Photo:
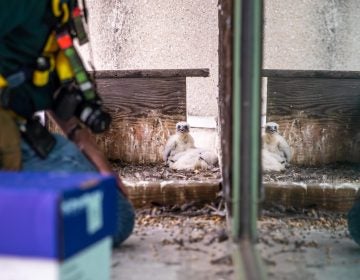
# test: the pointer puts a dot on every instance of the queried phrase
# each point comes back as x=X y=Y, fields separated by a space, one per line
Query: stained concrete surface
x=312 y=246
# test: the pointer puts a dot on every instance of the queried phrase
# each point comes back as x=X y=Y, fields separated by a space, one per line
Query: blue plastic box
x=55 y=215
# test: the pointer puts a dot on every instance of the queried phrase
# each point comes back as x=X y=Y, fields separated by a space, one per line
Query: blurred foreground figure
x=40 y=70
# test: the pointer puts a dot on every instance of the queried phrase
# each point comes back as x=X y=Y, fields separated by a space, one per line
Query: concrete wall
x=155 y=34
x=147 y=34
x=312 y=34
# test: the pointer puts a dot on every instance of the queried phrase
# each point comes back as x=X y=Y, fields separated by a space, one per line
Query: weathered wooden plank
x=319 y=117
x=144 y=113
x=152 y=73
x=166 y=193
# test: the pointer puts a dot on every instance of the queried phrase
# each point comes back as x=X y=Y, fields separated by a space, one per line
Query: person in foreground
x=40 y=70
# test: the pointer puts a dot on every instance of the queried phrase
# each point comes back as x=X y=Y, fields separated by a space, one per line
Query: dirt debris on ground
x=339 y=172
x=159 y=172
x=307 y=244
x=168 y=243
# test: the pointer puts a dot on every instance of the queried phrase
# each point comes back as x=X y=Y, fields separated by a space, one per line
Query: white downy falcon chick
x=276 y=151
x=178 y=142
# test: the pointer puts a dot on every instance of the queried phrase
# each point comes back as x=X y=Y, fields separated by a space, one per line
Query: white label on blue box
x=92 y=204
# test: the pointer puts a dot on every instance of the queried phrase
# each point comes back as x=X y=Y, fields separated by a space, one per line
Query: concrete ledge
x=149 y=193
x=333 y=197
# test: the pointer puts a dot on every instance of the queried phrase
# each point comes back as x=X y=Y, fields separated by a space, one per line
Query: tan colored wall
x=312 y=34
x=149 y=34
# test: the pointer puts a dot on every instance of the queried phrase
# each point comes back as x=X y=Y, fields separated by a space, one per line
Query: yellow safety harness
x=58 y=55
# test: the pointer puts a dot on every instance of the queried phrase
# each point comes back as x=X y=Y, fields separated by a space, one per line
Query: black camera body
x=69 y=101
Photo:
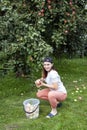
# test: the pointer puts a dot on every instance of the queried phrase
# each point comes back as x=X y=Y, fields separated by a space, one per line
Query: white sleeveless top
x=53 y=77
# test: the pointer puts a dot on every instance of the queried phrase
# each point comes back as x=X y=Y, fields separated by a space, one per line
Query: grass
x=71 y=116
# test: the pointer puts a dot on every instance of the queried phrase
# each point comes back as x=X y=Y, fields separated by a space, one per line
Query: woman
x=54 y=90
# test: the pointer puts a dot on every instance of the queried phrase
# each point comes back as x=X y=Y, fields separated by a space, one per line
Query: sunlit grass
x=71 y=116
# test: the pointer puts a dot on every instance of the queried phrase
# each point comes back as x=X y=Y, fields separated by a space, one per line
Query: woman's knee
x=50 y=95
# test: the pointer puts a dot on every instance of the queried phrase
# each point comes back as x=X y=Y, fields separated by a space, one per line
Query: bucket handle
x=32 y=111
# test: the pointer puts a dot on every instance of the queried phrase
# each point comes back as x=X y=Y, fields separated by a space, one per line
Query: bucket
x=31 y=108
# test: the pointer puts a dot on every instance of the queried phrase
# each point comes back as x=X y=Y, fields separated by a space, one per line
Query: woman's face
x=47 y=66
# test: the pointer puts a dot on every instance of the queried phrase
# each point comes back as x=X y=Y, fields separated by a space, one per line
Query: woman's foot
x=59 y=104
x=52 y=113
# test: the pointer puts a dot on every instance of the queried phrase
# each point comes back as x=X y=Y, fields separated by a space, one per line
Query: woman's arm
x=52 y=86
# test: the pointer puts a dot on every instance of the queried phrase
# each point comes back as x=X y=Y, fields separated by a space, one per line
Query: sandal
x=50 y=115
x=59 y=104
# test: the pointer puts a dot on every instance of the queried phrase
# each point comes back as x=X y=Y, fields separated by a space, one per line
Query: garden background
x=29 y=31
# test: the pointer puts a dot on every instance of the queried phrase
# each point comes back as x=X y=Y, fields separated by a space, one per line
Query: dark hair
x=44 y=72
x=48 y=59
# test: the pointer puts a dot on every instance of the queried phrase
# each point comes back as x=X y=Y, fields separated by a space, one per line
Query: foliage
x=13 y=91
x=32 y=29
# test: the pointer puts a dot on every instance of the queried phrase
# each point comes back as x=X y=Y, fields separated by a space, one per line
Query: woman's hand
x=38 y=83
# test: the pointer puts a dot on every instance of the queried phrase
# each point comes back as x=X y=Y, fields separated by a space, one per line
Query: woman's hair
x=44 y=72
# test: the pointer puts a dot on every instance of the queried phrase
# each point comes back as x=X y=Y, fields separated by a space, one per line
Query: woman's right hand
x=38 y=83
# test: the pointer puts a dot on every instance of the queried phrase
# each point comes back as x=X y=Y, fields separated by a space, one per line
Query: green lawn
x=71 y=116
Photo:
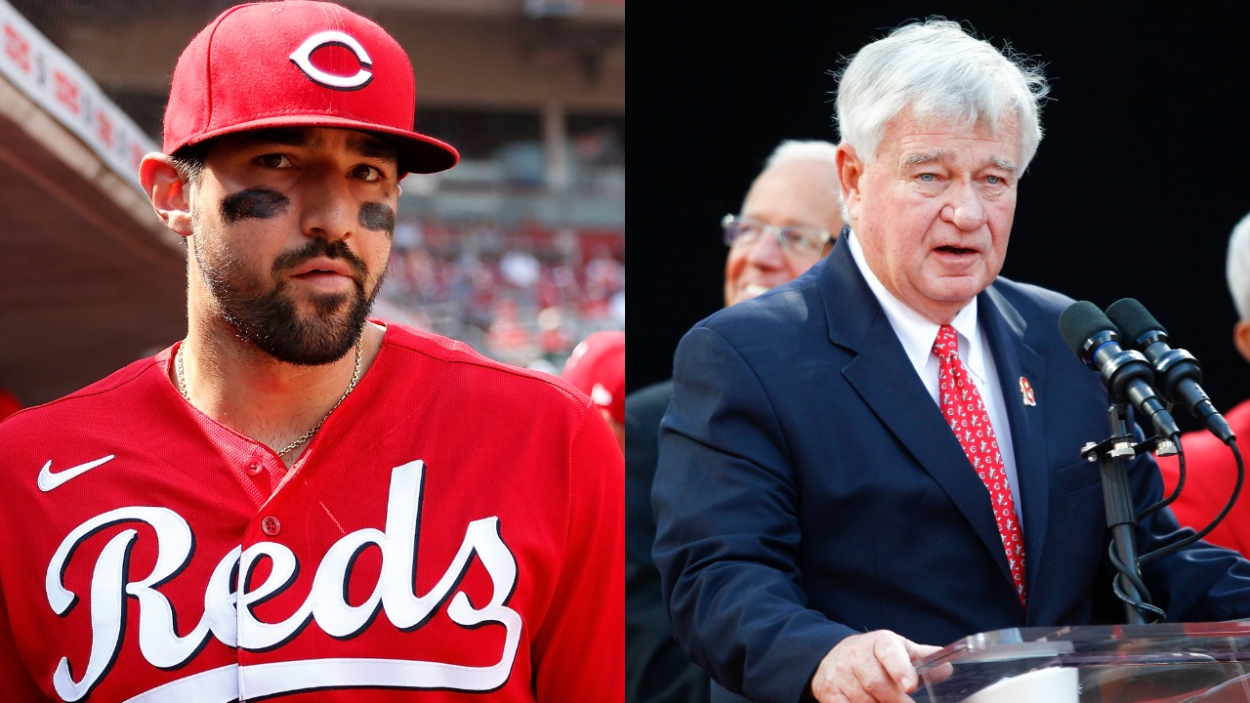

====

- Stated task -
Copy all of the data above word for word, leaving out the pictures.

- Expected output -
Photo:
# test: the pointer puts a dot on every instance of the queried phrase
# each point comes back as x=X y=Y, fields separated by a space, one per line
Query: stained concrete surface
x=312 y=246
# test: the pointer puts a dot on every instance of the queried phrase
# each point comes back as x=X y=Y, fields separated by a space, one per line
Query: blue plastic box
x=55 y=215
# test: the pointer puts a dot on every instance of the queried phrase
# each point comes back as x=X y=Y, fields separated by a space, one per line
Query: blurred foreground figure
x=40 y=70
# test: the pointer puts a dot on every instance of the queried phrase
# each point comes back as x=X y=Y, fields separated by a space, one per line
Query: concrete wall
x=155 y=34
x=147 y=34
x=312 y=34
# test: the pointer puts a dot on every instance of the queried phrase
# each point comes back as x=X y=Y, fields separated by a space, one per line
Query: weathered wooden plank
x=319 y=117
x=144 y=113
x=152 y=73
x=166 y=193
# test: the pointer puts a dot on every instance of the queried phrase
# each point comes back as x=X y=Y, fields separated by a space, one per line
Query: person in foreground
x=40 y=70
# test: the pointer puts a dot on every instance of the queried phrase
# each point comes back as x=X y=Y, fields separated by a space, one per line
Query: dirt debris on ground
x=339 y=172
x=159 y=172
x=307 y=244
x=168 y=243
# test: the pointer puts a dot on every instance of the queried phrase
# each point comes back as x=X y=Y, fields separated by a space, one per line
Query: white downy falcon chick
x=276 y=151
x=178 y=142
# test: the pointer puts a dot on every instance of the queried phrase
# each point comes back as x=X y=Y, fields separated by a space, one per line
Query: white label on blue box
x=92 y=204
# test: the pointer puts a dot on every instance of the queried phrase
# each point comes back as x=X y=Y, fields separated by a space, one per line
Query: concrete ledge
x=149 y=193
x=333 y=197
# test: the pointer puts a dot on every instance of the queried phrase
# each point comes back as x=X y=Y, fields separated by a space, one per line
Query: tan colored wall
x=312 y=34
x=149 y=34
# test: the pointer puts a dot on every instance of the queried phrase
# each point comes back as x=X y=Y, fields separated by a space, one per line
Query: yellow safety harness
x=58 y=55
# test: the pointer puts a dot on every instance of the queried phrase
# each point comes back as x=X y=Y, fields separated by a space, one per line
Query: black camera body
x=69 y=101
Photo:
# test: the pointer puts a dot on every instance of the queried phrase
# each point comes back as x=X y=Y, fields separated by a space, one per line
Query: white sleeveless top
x=53 y=77
# test: the pointer puts a dot on every instance of the queried phrase
# each point comes back as x=X y=Y, fields separated by a space, one per line
Query: grass
x=71 y=116
# test: the pointer puts a dot on every instance of the queried phrase
# each point comes back as x=X y=Y, fields separated by a space, one per line
Query: woman
x=54 y=90
# test: the pointer puts a dot on every instance of the queried phrase
# each point comes back as x=X y=Y, fields separated by a space, one per line
Query: sunlit grass
x=71 y=116
# test: the pointer puts a dot on every instance of the queried phrase
# each point comes back as x=X y=Y, fields separated by a space, one per line
Query: woman's knee
x=50 y=95
# test: the pointer puts a dot on every instance of the queried phrase
# each point comes back as x=X y=Y, fields separated by a space, one per line
Query: bucket handle
x=32 y=111
# test: the pointer puts a dot on every instance of the queried phrase
# each point comes back as x=X y=Y, fields separated by a space, one per line
Query: bucket
x=31 y=108
# test: the pointer puts a dot on every instance of the queried phrase
# each point comes back as x=X y=Y, fields separated by a space, one per line
Query: woman's face
x=47 y=66
# test: the pointer puts a dot on every instance of the queried phrase
# each point comes back as x=X y=Y, fields separated by a space, one per line
Query: woman's foot
x=59 y=104
x=52 y=113
# test: the pointer puts a dot on every instance of the queried phrase
# each point comes back as x=X y=Y, fields separated by a space, one per line
Query: woman's arm
x=52 y=86
# test: the pointer puts a dot on every instance of the queried phrase
# each point comes back as x=X y=Y, fields separated by a space, one per line
Query: sandal
x=50 y=115
x=59 y=104
# test: the pointer puts a dot on every instance of the queried phrase
# each point comes back as x=X y=Y, fields separated by a space, one per line
Query: garden background
x=29 y=31
# test: the pointer puts a dot on every instance of the queried phrase
# each point comes back as x=X y=Y, fields separated by a space, one per line
Query: dark hair
x=44 y=72
x=48 y=59
# test: the pointer puts a dot on every instance of the queried phrase
# each point comes back as x=X y=Y, fields separated by a space, one per line
Query: foliage
x=13 y=91
x=32 y=29
# test: the pointer puts a dot on every instance of the queried phrase
# each point comes back as x=X y=Y, fields separated by a space, one per line
Query: woman's hand
x=38 y=83
# test: the pointer puts a dot on every instance of the queried phrase
# each point comes back as x=X y=Y, fields separated by a space, one per line
Query: woman's hair
x=44 y=72
# test: the pointer puts a dot on every instance of the queried phrase
# each point comes back as x=X y=Y, fields separated by a space, one per line
Query: woman's right hand
x=38 y=83
# test: the pointer puts a dot on every instance of the queried phrase
# each point comes back as x=X y=Y, fields separated by a space, one per line
Query: green lawn
x=71 y=116
Photo:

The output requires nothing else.